• **THE RECORDS**:
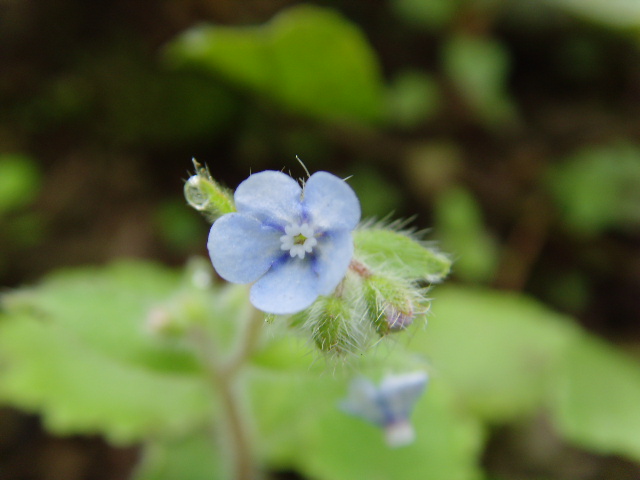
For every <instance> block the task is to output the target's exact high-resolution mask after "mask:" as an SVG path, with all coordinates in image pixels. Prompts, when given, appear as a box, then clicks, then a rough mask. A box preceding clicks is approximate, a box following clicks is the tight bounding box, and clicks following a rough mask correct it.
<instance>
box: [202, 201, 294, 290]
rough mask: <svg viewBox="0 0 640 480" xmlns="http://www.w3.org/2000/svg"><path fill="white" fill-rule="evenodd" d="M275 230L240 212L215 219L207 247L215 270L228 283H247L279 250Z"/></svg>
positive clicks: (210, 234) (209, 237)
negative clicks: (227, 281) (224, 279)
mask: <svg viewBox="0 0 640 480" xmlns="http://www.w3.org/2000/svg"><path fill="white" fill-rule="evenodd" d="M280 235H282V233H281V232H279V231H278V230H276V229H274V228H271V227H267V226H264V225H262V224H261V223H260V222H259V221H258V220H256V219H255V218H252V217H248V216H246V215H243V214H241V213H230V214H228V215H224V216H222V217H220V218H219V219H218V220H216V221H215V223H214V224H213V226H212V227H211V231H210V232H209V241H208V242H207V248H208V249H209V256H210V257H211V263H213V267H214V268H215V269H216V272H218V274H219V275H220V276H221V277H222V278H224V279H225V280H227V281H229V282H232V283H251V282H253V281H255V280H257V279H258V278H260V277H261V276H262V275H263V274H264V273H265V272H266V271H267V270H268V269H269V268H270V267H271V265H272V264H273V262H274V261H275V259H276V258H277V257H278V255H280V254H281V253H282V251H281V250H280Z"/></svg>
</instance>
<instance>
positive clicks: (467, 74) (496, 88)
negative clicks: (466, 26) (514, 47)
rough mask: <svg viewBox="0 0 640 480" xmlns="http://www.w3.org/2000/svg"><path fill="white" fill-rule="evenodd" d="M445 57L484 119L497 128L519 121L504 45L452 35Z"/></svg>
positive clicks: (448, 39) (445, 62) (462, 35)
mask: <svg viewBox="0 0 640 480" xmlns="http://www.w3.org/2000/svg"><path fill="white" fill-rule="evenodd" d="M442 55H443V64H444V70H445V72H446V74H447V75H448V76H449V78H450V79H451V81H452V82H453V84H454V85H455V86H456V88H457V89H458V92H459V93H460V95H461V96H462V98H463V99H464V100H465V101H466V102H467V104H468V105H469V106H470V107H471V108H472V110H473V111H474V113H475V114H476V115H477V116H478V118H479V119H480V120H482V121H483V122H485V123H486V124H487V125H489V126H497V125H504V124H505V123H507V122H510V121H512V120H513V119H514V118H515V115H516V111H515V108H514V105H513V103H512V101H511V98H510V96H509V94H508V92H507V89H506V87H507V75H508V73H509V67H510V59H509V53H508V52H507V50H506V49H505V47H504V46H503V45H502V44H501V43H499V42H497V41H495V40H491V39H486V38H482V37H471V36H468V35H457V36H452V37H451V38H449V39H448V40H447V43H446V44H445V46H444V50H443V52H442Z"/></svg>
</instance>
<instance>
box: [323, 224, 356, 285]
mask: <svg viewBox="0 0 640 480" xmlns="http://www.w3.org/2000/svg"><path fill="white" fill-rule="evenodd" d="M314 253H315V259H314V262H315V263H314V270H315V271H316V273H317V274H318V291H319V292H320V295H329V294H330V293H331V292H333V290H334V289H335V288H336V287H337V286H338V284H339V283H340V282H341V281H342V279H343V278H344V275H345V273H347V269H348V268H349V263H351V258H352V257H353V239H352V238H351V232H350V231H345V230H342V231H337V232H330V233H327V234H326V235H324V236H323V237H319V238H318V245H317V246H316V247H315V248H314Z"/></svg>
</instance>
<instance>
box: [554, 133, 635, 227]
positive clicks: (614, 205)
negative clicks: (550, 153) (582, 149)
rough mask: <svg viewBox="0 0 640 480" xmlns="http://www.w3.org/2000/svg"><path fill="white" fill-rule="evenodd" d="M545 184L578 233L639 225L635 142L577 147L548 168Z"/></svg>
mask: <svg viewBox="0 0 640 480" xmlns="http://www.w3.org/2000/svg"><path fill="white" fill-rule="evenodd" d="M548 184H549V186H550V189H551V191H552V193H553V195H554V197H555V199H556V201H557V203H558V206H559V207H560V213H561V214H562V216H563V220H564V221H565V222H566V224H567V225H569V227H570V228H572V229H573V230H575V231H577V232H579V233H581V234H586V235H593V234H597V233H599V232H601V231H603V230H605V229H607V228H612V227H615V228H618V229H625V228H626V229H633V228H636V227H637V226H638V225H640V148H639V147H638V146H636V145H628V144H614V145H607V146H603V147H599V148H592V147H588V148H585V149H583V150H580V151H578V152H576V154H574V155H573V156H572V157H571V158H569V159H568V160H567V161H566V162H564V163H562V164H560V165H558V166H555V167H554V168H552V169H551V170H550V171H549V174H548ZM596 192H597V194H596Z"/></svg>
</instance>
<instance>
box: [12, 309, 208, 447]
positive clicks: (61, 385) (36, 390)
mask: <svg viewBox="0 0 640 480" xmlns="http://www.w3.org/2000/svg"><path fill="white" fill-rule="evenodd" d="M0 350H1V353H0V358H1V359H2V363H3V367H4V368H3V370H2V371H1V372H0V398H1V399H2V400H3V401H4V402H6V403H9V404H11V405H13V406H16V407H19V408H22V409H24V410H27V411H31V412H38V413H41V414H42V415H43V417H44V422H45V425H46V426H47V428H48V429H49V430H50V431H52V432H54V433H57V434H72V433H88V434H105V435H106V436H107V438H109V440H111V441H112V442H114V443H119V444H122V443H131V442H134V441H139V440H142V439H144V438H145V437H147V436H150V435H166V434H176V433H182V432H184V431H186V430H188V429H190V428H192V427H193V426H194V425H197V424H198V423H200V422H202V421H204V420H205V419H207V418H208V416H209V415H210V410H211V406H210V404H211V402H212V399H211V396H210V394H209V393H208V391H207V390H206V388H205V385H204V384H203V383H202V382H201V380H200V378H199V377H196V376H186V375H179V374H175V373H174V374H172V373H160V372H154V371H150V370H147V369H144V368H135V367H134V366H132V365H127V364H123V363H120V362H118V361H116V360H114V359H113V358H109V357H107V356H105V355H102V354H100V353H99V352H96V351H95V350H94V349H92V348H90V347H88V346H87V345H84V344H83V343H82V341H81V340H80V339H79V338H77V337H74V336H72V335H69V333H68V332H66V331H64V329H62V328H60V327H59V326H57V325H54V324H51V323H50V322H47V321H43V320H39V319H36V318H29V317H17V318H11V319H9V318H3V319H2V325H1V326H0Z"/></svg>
==
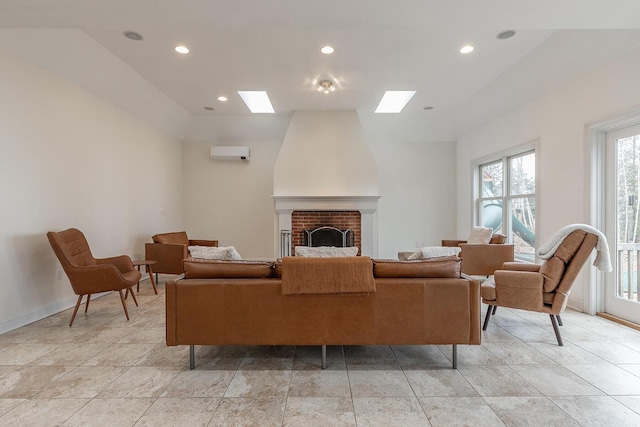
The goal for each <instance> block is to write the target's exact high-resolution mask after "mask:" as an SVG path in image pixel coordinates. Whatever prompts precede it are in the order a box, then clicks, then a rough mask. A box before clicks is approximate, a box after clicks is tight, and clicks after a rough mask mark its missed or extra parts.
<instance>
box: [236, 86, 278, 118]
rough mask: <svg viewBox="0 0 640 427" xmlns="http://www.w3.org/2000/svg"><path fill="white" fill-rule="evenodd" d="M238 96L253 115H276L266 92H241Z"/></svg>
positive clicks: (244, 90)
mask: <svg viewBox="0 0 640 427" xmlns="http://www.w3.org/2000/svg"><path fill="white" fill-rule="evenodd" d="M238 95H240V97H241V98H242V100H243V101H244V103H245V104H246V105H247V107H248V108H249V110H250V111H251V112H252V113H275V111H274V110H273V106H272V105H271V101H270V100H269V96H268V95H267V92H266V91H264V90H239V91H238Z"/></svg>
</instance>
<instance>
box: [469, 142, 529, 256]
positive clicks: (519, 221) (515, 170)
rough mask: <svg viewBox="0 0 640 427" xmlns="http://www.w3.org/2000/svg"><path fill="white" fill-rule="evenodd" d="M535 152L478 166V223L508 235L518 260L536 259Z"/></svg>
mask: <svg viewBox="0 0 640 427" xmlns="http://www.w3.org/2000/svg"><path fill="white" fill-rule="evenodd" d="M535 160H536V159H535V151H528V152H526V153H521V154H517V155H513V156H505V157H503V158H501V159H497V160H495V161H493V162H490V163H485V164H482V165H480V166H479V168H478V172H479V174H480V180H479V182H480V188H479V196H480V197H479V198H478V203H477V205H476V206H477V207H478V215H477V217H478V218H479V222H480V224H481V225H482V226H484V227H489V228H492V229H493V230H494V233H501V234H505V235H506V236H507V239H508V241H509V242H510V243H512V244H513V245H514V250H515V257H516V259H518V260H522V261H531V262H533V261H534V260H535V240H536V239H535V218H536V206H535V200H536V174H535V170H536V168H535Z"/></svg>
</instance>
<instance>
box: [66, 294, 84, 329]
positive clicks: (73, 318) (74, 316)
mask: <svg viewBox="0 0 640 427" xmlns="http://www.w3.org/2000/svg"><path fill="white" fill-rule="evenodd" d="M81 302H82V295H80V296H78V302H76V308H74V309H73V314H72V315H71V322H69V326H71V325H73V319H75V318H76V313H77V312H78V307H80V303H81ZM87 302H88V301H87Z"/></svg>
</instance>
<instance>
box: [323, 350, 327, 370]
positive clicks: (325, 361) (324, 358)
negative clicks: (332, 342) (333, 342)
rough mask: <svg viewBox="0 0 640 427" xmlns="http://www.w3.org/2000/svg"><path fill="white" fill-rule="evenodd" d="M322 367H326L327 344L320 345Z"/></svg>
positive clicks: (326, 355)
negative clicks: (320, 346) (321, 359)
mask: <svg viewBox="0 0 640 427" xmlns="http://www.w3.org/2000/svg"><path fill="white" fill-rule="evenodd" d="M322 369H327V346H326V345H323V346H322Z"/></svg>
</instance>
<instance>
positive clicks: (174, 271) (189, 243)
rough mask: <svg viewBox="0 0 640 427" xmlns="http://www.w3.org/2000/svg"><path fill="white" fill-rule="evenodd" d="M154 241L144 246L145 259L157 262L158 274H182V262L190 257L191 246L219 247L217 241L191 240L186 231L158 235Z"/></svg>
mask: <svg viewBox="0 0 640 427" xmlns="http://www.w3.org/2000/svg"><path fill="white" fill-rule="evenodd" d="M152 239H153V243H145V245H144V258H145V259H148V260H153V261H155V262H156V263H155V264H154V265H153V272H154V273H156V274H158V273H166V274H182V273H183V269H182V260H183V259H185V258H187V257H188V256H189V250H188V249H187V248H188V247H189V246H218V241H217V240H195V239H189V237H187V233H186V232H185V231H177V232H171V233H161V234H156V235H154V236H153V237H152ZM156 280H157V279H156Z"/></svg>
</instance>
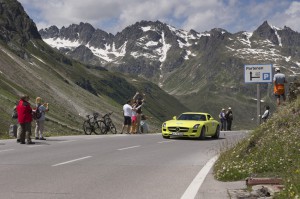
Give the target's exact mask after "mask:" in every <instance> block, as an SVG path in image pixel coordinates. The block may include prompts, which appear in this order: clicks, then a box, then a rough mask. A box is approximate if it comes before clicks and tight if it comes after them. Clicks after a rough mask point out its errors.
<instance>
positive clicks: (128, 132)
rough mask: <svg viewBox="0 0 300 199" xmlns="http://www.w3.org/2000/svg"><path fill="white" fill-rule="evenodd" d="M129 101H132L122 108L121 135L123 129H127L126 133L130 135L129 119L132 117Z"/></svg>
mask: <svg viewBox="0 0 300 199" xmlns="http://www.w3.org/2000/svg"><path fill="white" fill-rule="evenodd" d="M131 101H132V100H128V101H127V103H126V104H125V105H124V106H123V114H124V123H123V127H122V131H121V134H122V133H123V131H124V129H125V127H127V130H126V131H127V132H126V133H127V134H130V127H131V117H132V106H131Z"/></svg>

• **WRITTEN TASK**: Change "rough mask" to "coarse mask" in the records from the line containing "For every <instance>" up to and including the line containing "box: [202, 201, 294, 290]". Write out only those lines, leaving everything else in them as it is.

• **SOLVED PROBLEM**:
For every <instance> block the task is to output the target's exact high-resolution mask after "mask:" as an SVG path, with all coordinates in image pixels. Prompts, when given, appear as a box, then clicks, then a coarse mask. A box preceding clicks is approximate, a box following clicks is the tight bounding box, and clicks following a coarse mask correct it.
<instance>
box: [202, 201, 294, 290]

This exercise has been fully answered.